## REQUIRED ACTION
Where the word "positive" shows up in the entries below, please copy the whole line.
===== INFORMATION PROVIDED =====
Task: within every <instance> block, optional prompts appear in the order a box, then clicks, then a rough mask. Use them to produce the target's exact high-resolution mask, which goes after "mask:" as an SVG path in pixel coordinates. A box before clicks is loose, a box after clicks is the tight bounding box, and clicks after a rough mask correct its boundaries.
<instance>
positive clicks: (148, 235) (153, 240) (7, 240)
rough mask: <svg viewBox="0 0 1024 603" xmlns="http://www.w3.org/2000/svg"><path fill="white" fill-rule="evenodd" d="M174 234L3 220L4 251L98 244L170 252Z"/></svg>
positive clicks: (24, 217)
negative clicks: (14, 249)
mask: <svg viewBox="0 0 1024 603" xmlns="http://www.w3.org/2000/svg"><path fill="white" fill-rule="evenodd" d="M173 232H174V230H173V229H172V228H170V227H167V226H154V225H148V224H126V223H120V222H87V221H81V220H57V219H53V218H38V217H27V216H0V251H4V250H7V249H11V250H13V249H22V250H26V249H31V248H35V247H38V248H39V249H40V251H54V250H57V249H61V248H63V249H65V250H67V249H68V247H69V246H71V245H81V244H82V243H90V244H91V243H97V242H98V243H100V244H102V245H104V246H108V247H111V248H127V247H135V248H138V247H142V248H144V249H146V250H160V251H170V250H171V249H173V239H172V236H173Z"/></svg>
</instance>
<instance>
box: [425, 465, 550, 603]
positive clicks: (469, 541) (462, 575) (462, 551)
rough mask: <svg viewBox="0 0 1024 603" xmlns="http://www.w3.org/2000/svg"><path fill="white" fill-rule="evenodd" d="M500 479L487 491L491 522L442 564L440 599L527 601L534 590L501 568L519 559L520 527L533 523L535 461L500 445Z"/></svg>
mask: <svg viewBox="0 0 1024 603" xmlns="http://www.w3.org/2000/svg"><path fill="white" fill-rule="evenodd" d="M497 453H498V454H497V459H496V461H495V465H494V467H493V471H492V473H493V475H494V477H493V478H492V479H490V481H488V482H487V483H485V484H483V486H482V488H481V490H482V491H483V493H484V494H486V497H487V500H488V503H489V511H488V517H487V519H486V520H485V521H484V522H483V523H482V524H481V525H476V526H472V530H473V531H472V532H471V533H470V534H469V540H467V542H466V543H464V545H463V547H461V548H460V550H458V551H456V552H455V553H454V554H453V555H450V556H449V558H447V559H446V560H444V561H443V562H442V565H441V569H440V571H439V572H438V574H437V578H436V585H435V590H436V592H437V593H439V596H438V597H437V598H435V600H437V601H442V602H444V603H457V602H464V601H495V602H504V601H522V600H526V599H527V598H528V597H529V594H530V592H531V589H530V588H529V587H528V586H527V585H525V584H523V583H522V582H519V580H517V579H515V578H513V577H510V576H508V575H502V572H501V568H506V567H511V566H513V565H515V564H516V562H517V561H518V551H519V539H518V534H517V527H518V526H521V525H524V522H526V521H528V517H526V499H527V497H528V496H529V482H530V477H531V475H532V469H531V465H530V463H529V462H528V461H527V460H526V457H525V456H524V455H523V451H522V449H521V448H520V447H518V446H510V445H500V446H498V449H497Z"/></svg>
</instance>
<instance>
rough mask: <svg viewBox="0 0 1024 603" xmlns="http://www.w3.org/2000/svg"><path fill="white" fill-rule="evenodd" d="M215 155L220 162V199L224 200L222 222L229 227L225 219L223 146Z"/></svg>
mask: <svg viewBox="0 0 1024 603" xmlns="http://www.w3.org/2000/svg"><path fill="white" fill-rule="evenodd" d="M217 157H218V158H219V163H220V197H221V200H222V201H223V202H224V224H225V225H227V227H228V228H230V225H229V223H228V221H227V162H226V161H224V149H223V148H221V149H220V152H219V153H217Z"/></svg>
=====
## SOLVED PROBLEM
positive clicks: (148, 235) (153, 240) (7, 240)
positive clicks: (24, 217)
positive clicks: (469, 541) (462, 575) (462, 551)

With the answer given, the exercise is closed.